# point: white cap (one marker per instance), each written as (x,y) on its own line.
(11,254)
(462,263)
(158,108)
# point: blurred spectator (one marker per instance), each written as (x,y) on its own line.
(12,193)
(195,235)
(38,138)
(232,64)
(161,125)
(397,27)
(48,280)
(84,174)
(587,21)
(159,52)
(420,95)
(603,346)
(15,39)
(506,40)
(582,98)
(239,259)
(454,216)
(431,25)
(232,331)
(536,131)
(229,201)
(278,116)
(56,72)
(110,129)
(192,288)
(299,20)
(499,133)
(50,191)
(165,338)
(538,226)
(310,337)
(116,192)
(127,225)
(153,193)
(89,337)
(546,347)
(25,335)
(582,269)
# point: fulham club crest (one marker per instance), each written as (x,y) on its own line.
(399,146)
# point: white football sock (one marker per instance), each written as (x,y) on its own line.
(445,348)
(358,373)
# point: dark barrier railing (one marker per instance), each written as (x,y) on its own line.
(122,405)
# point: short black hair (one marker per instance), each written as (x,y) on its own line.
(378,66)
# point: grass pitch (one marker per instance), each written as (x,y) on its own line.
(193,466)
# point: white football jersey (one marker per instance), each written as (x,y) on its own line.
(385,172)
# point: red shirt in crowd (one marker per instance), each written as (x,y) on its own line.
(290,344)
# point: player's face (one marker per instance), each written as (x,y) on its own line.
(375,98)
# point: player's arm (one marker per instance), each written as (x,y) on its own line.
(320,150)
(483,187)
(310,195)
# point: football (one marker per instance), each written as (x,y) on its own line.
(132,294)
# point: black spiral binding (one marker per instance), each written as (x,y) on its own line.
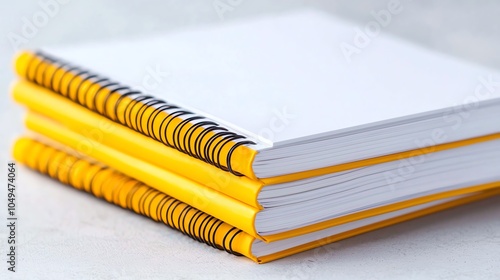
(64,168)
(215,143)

* * * *

(TASK OBJECTIVE) Your job is to copy every entry exactly. Omit the pictures.

(RESPONSE BOX)
# point: white cap (one marker per instance), each written as (x,y) on its own line.
(11,254)
(462,263)
(158,108)
# point: blurred spectator (one marker per instance), each written as (x,y) on its own line.
(12,193)
(195,235)
(38,138)
(232,64)
(161,125)
(397,27)
(48,280)
(84,174)
(587,21)
(159,52)
(420,95)
(603,346)
(15,39)
(506,40)
(582,98)
(239,259)
(454,216)
(431,25)
(232,331)
(536,131)
(229,201)
(278,116)
(56,72)
(110,129)
(192,288)
(299,20)
(499,133)
(50,191)
(165,338)
(538,226)
(310,337)
(116,192)
(127,225)
(153,193)
(89,337)
(546,347)
(25,335)
(582,269)
# point: fulham club crest (one marker per instance), each written as (x,y) on its own line.
(399,146)
# point: white football sock (one marker per instance), each written as (x,y) on its own line.
(445,348)
(358,373)
# point: dark barrier railing (one marker per instance), each written as (x,y) on its own line.
(122,405)
# point: short black hair (one marker per instance), each written as (x,y) on its own line.
(378,66)
# point: grass pitch (one marker per instance), each written as (x,y) on its own line.
(193,466)
# point: white football jersey (one marker per instance), each written as (x,y) on its own line.
(385,172)
# point: red shirt in crowd (one marker per instance), each written as (x,y) on its own line.
(290,344)
# point: player's face (one marker per instance), each written as (x,y) on its own line.
(375,98)
# point: player's arm (one marker per instance), each written as (x,y) on its own line.
(320,150)
(483,187)
(310,195)
# point: football (one marker per instance), each written as (x,y) on its own line.
(132,294)
# point: black spiral binding (one marker per instance), each written as (x,y) on its own line.
(64,168)
(215,143)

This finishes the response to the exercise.